• [Activités]:
[1] Dans le compte rendu du séminaire ETIUS, reformulez sous forme de liste le paragraphe commençant par « Pour cette première séance » en conservant ses faits principaux.
[2] Poursuivez le compte rendu du séminaire ETIUS à partir de sa dernière phrase.

Retour sur la première séance du séminaire ETIUS

Séminaire ETIUS : Ethique des Technologies à l’Interface Université – Société

(Conditions de possibilité et de succès)

Séance 1 (15 Décembre 2022)

« Un point de vue sociologique sur la notion d’empowerment »
Christine Plasse-Bouteyre

(Sociologue, Enseignante-chercheure à l’unité de recherche CONFLUENCE : Sciences et humanités de l’Université Catholique de Lyon)

Le séminaire ETIUS est organisé par l’unité de recherche CONFLUENCE : Sciences et Humanités de l’Université Catholique de Lyon dans le cadre du projet NHNAI (New Humanism at the time of Neurosciences and Artificial Intelligence).

Pour cette première séance, nous avons eu le plaisir d’écouter Christine Plasse-Bouteyre, sociologue et enseignante-chercheure à l’unité de recherche CONFLUENCE : Sciences et humanités de l’Université Catholique de Lyon. Ses champs d’enseignement et de recherche incluent la sociologie des socialisations scolaire et familiale et la sociologie des politiques publiques et des dispositifs dans le champ social, scolaire et sanitaire.

• [Données]:
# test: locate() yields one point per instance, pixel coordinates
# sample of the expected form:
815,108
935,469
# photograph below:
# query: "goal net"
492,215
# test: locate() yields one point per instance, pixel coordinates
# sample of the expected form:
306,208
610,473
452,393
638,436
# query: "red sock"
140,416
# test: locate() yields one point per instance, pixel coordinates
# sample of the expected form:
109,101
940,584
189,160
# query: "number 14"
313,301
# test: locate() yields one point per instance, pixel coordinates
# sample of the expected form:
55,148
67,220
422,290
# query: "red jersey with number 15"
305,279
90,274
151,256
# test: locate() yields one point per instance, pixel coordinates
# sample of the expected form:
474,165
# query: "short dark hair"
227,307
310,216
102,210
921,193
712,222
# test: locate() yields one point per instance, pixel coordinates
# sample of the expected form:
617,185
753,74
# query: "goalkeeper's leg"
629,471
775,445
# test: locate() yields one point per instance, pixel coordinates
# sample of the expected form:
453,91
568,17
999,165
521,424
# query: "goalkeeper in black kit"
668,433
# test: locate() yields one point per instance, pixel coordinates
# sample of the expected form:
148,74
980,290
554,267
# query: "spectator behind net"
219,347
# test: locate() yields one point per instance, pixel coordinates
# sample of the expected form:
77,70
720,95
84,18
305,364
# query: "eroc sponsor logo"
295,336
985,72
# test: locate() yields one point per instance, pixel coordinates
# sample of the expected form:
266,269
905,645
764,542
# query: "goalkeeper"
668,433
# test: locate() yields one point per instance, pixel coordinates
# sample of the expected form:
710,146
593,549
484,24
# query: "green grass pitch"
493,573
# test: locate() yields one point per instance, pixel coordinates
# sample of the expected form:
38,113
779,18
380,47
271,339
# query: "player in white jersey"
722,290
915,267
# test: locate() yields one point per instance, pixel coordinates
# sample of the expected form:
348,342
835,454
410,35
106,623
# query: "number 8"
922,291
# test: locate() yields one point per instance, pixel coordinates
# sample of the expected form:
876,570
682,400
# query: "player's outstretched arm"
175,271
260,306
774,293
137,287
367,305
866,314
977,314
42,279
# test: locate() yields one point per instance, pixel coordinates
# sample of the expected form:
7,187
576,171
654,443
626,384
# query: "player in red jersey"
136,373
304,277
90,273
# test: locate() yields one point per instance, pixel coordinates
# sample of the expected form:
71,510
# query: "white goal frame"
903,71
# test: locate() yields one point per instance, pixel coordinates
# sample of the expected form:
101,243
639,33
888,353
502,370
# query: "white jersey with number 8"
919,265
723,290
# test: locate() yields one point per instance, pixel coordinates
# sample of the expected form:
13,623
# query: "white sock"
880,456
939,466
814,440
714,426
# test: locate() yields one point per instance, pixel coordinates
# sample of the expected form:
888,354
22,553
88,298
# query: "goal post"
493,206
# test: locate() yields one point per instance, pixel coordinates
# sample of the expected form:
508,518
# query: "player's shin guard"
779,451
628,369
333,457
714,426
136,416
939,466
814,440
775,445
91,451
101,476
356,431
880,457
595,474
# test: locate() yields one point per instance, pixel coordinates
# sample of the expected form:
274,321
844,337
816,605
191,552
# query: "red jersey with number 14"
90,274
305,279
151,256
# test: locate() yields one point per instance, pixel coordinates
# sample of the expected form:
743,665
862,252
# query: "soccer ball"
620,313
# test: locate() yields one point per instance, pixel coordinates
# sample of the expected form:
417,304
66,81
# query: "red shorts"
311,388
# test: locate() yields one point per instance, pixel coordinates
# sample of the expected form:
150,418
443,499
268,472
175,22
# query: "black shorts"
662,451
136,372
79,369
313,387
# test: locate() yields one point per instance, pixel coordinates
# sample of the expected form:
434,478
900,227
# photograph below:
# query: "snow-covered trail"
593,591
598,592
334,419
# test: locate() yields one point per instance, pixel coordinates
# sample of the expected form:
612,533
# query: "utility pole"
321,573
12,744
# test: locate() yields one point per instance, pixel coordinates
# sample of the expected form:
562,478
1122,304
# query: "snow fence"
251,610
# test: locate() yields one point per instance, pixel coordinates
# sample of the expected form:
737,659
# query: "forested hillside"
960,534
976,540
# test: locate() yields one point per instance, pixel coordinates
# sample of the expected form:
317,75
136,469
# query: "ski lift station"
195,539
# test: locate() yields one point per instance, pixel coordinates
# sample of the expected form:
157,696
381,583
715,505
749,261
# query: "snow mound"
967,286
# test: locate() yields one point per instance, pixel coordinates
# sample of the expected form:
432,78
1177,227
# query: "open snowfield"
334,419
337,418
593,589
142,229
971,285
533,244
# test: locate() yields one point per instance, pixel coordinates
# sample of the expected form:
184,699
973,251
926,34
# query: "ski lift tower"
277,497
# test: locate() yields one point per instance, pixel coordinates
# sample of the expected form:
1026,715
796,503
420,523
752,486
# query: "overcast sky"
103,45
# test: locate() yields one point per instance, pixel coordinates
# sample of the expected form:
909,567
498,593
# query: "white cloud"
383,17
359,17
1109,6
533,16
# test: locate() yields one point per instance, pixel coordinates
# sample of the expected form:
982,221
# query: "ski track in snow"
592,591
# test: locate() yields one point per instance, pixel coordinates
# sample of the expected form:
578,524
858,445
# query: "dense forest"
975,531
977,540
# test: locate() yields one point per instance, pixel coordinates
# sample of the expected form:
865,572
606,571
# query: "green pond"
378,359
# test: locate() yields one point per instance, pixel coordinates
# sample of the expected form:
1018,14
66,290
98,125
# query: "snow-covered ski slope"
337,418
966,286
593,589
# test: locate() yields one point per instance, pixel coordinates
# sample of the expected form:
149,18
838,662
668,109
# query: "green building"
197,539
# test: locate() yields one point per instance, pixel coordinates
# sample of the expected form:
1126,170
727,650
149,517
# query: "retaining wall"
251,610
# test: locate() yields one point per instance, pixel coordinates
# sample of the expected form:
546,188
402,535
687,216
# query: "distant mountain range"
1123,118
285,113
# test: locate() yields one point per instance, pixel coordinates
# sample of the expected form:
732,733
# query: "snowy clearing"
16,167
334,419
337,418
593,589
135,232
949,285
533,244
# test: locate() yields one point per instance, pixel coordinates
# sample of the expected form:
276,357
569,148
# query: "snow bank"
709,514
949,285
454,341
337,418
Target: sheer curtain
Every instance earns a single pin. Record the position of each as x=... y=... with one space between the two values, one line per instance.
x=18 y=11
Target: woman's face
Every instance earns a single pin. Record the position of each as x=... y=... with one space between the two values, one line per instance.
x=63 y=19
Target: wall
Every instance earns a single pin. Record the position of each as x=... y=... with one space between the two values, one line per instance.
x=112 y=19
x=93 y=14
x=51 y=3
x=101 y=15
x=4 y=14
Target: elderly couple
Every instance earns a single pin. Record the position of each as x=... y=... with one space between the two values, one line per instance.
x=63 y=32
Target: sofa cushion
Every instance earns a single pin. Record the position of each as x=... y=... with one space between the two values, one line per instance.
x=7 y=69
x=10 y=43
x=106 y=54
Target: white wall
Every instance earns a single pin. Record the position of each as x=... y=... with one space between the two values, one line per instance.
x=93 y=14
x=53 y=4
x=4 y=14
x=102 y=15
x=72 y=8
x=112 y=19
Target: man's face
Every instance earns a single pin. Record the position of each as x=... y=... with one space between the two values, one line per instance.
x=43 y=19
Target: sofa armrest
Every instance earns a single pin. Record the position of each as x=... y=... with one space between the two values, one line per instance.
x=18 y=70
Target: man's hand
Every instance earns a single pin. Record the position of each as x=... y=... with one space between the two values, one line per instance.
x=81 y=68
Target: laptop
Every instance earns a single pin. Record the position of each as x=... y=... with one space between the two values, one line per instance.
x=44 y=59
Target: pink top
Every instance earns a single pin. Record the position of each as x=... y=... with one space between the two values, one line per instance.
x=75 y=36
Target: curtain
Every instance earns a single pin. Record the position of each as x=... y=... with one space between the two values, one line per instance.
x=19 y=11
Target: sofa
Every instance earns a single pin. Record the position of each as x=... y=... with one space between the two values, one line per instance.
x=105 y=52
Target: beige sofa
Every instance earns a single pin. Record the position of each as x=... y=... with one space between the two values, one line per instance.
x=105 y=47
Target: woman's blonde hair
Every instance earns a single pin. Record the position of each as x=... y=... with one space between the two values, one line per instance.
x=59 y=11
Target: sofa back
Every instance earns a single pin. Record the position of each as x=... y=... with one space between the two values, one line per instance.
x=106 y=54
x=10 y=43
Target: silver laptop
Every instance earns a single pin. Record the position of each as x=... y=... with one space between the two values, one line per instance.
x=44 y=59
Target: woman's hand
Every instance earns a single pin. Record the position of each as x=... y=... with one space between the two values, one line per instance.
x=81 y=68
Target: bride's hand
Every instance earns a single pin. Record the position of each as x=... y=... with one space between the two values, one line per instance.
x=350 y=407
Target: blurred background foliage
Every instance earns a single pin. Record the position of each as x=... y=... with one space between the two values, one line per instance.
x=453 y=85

• [Résultats dans l'ordre]:
[1]
- Intervenante de la première séance : Christine Plasse-Bouteyre
- Fonctions : sociologue et enseignante-chercheure à l'unité de recherche CONFLUENCE : Sciences et humanités de l'Université Catholique de Lyon
- Champs d'enseignement et de recherche :
  - sociologie des socialisations scolaire et familiale
  - sociologie des politiques publiques et des dispositifs dans le champ social, scolaire et sanitaire

[2]
Avec son intervention, Christine Plasse-Bouteyre nous a permis d’interroger le fondement et les limites du concept « d’empowerment » comme renforcement des capacités d’action des citoyens et mode renouvelé d’interpellation citoyenne. Modalité souvent perçue comme une solution à la crise de la représentation politique, cette forme de « démocratie participative » soulève de nombreuses questions quant aux attendus de la citoyenneté contemporaine, aux modes alternatifs d’expertise, d’évaluation et de contrôle des décisions et actions gouvernementales. À partir de situations concrètes et de réflexions plus conceptuelles, il s’agira de réfléchir aux enjeux d’une organisation qui soit à la fois démocratique, efficace et garante de la participation de tous.

Résumé de l’intervention de Christine Plasse-Bouteyere

« L’empowerment » est un terme anglais difficilement traduisible, qu’on peut rapprocher de « capacitation » ou « pouvoir d’agir » en français.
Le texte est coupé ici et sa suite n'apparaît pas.